The reply has to be a number alone, equal to how many lines in the entries below hold the string "after".

____________________

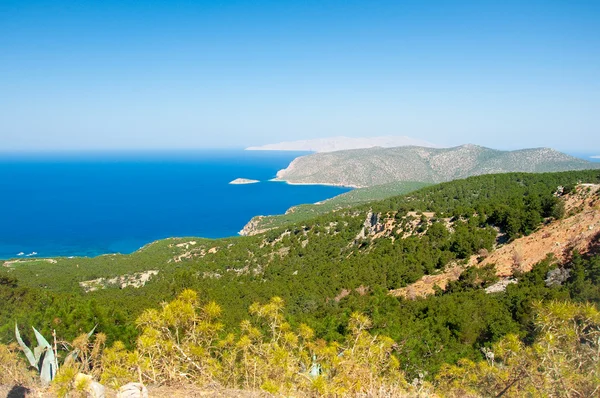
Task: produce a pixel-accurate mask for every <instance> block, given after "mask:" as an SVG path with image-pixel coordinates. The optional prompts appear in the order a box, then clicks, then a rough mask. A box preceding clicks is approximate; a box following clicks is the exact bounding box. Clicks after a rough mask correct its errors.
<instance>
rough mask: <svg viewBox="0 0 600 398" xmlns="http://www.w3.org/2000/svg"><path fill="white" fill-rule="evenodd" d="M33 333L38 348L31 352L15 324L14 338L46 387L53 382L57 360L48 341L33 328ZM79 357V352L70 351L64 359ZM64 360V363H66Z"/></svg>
mask: <svg viewBox="0 0 600 398" xmlns="http://www.w3.org/2000/svg"><path fill="white" fill-rule="evenodd" d="M31 328H32V329H33V333H34V334H35V338H36V340H37V342H38V346H37V347H35V348H34V349H33V351H31V349H30V348H29V347H27V346H26V345H25V343H24V342H23V339H21V334H20V333H19V327H18V326H17V324H16V323H15V336H16V338H17V341H18V342H19V345H20V346H21V348H22V349H23V352H24V353H25V356H26V357H27V359H28V360H29V363H30V364H31V366H33V367H34V368H36V369H37V371H38V372H39V374H40V379H41V380H42V384H44V385H48V384H50V382H51V381H52V380H54V376H56V372H58V358H57V357H56V353H55V352H54V350H53V349H52V346H51V345H50V343H48V340H46V339H45V338H44V336H42V334H41V333H40V332H38V331H37V329H36V328H34V327H33V326H32V327H31ZM95 329H96V326H94V328H93V329H92V330H91V331H90V332H89V333H88V337H91V335H92V334H93V333H94V330H95ZM78 355H79V350H77V349H76V350H73V351H71V352H70V353H69V354H68V355H67V358H66V359H69V358H71V359H77V356H78ZM66 359H65V361H66Z"/></svg>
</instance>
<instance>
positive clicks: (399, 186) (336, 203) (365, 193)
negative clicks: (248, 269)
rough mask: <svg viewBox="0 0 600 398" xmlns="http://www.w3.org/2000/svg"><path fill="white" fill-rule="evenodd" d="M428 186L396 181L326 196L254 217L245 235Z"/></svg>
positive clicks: (427, 183)
mask: <svg viewBox="0 0 600 398" xmlns="http://www.w3.org/2000/svg"><path fill="white" fill-rule="evenodd" d="M428 185H431V184H428V183H424V182H416V181H399V182H398V181H396V182H392V183H388V184H382V185H376V186H373V187H367V188H358V189H354V190H352V191H350V192H346V193H343V194H341V195H338V196H335V197H333V198H331V199H327V200H325V201H323V202H321V203H319V204H303V205H298V206H294V207H292V208H290V209H288V210H287V211H286V213H285V214H279V215H274V216H257V217H254V218H252V220H251V221H250V222H249V223H248V224H247V225H246V227H244V232H245V233H244V234H246V235H252V234H253V233H254V232H256V231H263V232H264V231H265V230H267V229H273V228H279V227H282V226H285V225H289V224H293V223H298V222H304V221H308V220H310V219H312V218H315V217H317V216H320V215H323V214H326V213H331V212H334V211H339V210H342V209H345V208H349V207H353V206H357V205H359V204H363V203H367V202H373V201H377V200H382V199H387V198H389V197H392V196H398V195H404V194H407V193H409V192H412V191H416V190H417V189H419V188H423V187H426V186H428Z"/></svg>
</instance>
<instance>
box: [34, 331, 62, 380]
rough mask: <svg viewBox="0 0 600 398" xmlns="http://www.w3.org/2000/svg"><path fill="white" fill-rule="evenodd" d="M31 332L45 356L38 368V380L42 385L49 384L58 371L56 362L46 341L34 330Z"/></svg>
mask: <svg viewBox="0 0 600 398" xmlns="http://www.w3.org/2000/svg"><path fill="white" fill-rule="evenodd" d="M33 332H34V333H35V338H36V339H37V341H38V344H39V345H40V347H42V348H44V349H45V355H44V358H43V360H42V364H41V367H40V378H41V380H42V383H43V384H49V383H50V382H51V381H52V380H53V379H54V376H55V375H56V372H57V371H58V361H57V359H56V356H55V355H54V351H53V350H52V346H51V345H50V343H48V340H46V339H45V338H44V336H42V335H41V333H40V332H38V331H37V330H36V329H35V328H33Z"/></svg>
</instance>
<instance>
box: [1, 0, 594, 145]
mask: <svg viewBox="0 0 600 398" xmlns="http://www.w3.org/2000/svg"><path fill="white" fill-rule="evenodd" d="M599 21H600V1H578V0H574V1H553V0H545V1H535V0H534V1H510V0H509V1H483V0H480V1H427V0H421V1H399V0H396V1H378V0H368V1H367V0H365V1H354V0H343V1H342V0H340V1H329V0H319V1H313V0H304V1H284V0H279V1H259V0H255V1H228V0H222V1H216V0H213V1H200V0H197V1H177V0H174V1H126V0H122V1H112V0H107V1H93V2H92V1H90V2H86V1H56V0H55V1H47V2H46V1H23V0H21V1H12V0H2V1H0V142H1V144H0V145H1V147H0V148H1V149H3V150H27V149H30V150H39V149H42V150H56V149H156V148H214V147H244V146H248V145H260V144H266V143H271V142H279V141H284V140H294V139H309V138H317V137H327V136H337V135H346V136H355V137H360V136H378V135H408V136H411V137H414V138H420V139H424V140H427V141H431V142H434V143H437V144H440V145H460V144H463V143H475V144H479V145H485V146H489V147H493V148H498V149H515V148H523V147H540V146H550V147H553V148H556V149H560V150H565V151H586V152H597V153H600V50H599V49H600V22H599Z"/></svg>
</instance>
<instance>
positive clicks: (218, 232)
mask: <svg viewBox="0 0 600 398" xmlns="http://www.w3.org/2000/svg"><path fill="white" fill-rule="evenodd" d="M301 154H302V153H293V152H271V151H264V152H262V151H260V152H254V151H242V150H238V151H219V150H211V151H193V152H192V151H189V152H171V153H143V154H141V153H124V152H122V153H78V154H72V153H62V154H60V153H55V154H34V155H32V154H30V155H7V154H2V155H0V258H2V259H6V258H12V257H17V254H18V253H20V252H23V253H24V255H27V254H30V253H33V252H36V253H37V254H36V255H35V256H36V257H47V256H96V255H99V254H105V253H130V252H133V251H135V250H137V249H138V248H140V247H141V246H143V245H145V244H146V243H149V242H151V241H154V240H157V239H162V238H167V237H185V236H196V237H206V238H219V237H227V236H234V235H237V233H238V231H239V230H240V229H242V227H243V226H244V225H245V224H246V223H247V222H248V221H249V220H250V219H251V218H252V217H253V216H255V215H258V214H263V215H264V214H280V213H283V212H285V210H287V209H288V208H289V207H291V206H293V205H297V204H301V203H314V202H317V201H320V200H324V199H327V198H331V197H333V196H336V195H339V194H341V193H343V192H347V191H348V190H349V189H347V188H338V187H327V186H319V185H288V184H286V183H281V182H269V181H268V180H269V179H271V178H273V177H275V174H276V173H277V171H278V170H280V169H282V168H285V167H287V165H288V164H289V162H290V161H291V160H293V159H294V158H295V157H296V156H299V155H301ZM235 178H250V179H256V180H260V181H261V182H260V183H257V184H248V185H230V184H229V182H230V181H231V180H233V179H235ZM24 255H23V256H24Z"/></svg>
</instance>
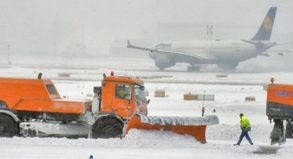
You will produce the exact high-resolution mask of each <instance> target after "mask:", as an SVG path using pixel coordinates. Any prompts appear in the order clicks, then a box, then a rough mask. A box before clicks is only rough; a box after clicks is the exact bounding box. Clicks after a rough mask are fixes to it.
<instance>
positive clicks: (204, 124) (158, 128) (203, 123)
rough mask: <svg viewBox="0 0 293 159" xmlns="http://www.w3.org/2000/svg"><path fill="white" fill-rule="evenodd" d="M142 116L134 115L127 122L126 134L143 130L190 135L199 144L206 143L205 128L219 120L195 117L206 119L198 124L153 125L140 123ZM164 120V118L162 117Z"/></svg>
mask: <svg viewBox="0 0 293 159" xmlns="http://www.w3.org/2000/svg"><path fill="white" fill-rule="evenodd" d="M142 118H143V116H142V115H134V116H133V117H132V118H131V119H130V120H129V122H128V124H127V128H126V134H127V133H128V131H129V130H130V129H143V130H164V131H173V132H175V133H177V134H180V135H191V136H193V137H194V138H195V139H197V140H198V141H199V142H201V143H206V136H205V132H206V126H207V125H212V124H218V123H219V120H218V117H217V116H208V117H197V118H196V119H200V118H202V119H206V120H207V121H206V120H205V121H204V122H200V123H193V124H191V123H188V124H184V123H182V124H154V123H146V122H142V120H143V119H142ZM162 118H164V117H162ZM173 118H174V119H179V118H181V117H173Z"/></svg>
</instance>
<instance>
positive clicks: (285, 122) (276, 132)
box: [266, 78, 293, 145]
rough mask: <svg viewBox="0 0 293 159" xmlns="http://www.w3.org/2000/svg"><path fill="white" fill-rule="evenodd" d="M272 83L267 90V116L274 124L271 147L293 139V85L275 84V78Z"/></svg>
mask: <svg viewBox="0 0 293 159" xmlns="http://www.w3.org/2000/svg"><path fill="white" fill-rule="evenodd" d="M271 82H272V83H271V84H269V85H268V89H267V106H266V115H267V116H268V119H269V120H270V121H273V122H274V127H273V130H272V132H271V134H270V138H271V145H273V144H276V143H279V145H281V144H284V143H285V142H286V138H293V85H292V84H274V78H271ZM284 121H286V122H284ZM284 123H285V126H284Z"/></svg>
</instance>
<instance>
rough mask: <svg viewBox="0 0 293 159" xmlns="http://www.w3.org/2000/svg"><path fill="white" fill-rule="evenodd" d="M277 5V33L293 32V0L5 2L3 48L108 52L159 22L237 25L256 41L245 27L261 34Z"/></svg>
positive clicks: (139, 35)
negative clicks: (272, 6) (236, 24)
mask: <svg viewBox="0 0 293 159" xmlns="http://www.w3.org/2000/svg"><path fill="white" fill-rule="evenodd" d="M271 6H277V7H278V11H277V16H276V21H275V24H274V29H273V33H274V32H285V33H293V27H292V26H293V20H292V19H293V1H292V0H257V1H256V0H181V1H179V0H26V1H24V0H1V1H0V14H1V18H0V29H1V30H0V33H1V34H0V36H1V37H0V44H1V45H0V50H2V51H3V50H5V48H6V46H7V45H10V47H11V51H12V53H15V54H17V53H31V52H47V53H55V52H56V53H58V54H59V53H60V54H61V53H68V52H72V51H73V52H74V51H76V49H78V47H79V45H81V44H84V46H86V48H85V49H86V52H87V53H90V54H98V53H107V52H108V51H109V46H110V44H111V43H112V42H113V41H114V40H116V39H120V40H124V39H125V40H126V39H136V40H139V39H140V38H143V37H142V33H144V32H156V29H157V26H158V24H159V23H182V24H184V23H189V24H190V23H193V24H197V23H198V24H213V25H214V27H215V30H216V27H217V25H223V26H224V25H228V26H229V25H231V26H233V25H235V26H237V28H236V29H237V30H238V29H239V32H241V33H240V34H237V35H236V36H235V39H250V38H251V36H253V35H249V34H247V33H245V32H243V31H242V30H241V29H242V28H241V26H242V25H243V26H244V29H245V28H246V29H247V28H248V29H251V28H253V29H254V28H255V29H254V30H255V31H254V30H253V32H254V33H255V32H256V31H257V29H258V27H259V25H260V23H261V21H262V20H263V18H264V16H265V14H266V13H267V11H268V9H269V8H270V7H271ZM236 24H237V25H236ZM234 29H235V28H234ZM153 36H155V34H154V35H153ZM154 39H156V38H154ZM291 41H293V39H291ZM125 45H126V42H125Z"/></svg>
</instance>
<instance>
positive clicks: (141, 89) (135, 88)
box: [134, 84, 147, 102]
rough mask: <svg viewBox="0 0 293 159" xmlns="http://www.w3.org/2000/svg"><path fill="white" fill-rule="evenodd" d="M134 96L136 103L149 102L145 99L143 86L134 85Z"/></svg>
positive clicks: (138, 84) (140, 84)
mask: <svg viewBox="0 0 293 159" xmlns="http://www.w3.org/2000/svg"><path fill="white" fill-rule="evenodd" d="M134 94H135V100H136V101H142V102H147V99H146V97H145V92H144V86H143V84H135V85H134Z"/></svg>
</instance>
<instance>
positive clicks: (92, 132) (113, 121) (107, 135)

____________________

→ Output below: 2